**Aim of the task:** Reproduce the listing below, starting with the line containing "Spot the antler" and continuing through the end of the listing, with "antler beam" replaced by "antler tine" and everything else unchanged.

**Information given:**
--------------------------------------------------

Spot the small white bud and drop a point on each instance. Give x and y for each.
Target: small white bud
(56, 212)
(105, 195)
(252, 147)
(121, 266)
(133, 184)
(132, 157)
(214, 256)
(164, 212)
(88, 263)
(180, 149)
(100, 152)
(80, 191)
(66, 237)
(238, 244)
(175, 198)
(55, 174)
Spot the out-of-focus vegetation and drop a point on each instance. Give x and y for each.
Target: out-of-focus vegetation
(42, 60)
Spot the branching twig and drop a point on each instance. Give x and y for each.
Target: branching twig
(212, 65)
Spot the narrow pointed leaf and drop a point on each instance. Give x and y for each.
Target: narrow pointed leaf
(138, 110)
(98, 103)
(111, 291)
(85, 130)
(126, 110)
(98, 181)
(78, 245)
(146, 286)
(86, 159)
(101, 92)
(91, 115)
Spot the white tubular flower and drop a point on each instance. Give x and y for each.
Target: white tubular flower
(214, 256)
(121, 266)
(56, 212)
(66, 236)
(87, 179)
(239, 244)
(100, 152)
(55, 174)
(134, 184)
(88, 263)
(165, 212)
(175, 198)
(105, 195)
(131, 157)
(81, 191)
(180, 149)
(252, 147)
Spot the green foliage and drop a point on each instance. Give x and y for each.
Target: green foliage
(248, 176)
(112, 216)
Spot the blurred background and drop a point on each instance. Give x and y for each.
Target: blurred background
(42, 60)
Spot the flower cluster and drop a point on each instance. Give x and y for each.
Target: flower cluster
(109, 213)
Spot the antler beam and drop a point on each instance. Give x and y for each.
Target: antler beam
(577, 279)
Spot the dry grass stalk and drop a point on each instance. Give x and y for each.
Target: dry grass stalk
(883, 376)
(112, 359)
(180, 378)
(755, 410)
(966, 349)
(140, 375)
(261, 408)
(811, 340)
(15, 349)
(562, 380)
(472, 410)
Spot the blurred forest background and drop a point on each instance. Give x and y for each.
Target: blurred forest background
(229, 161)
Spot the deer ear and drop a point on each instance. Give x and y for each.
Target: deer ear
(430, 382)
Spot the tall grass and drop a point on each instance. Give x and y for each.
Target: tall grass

--------------------------------------------------

**Written answer:**
Spot the antler tine and drop a point on each instance. Give x and y for each.
Target: antler tine
(577, 279)
Spot the dry grass stalk and drop a point on each instance. Give x and y for each.
Target: dry grass stalk
(883, 376)
(112, 359)
(180, 378)
(755, 410)
(966, 349)
(140, 375)
(261, 408)
(811, 340)
(15, 349)
(562, 380)
(472, 410)
Spot the blurred forest background and drop a point on each instance. Give x and y for each.
Target: blurred forest background
(229, 161)
Spot the deer ear and drop a point on each instance. Give x and y for each.
Target: deer ear
(430, 382)
Spot the tall grass and drop a point on each instance. Give x and y for each.
Target: tall grass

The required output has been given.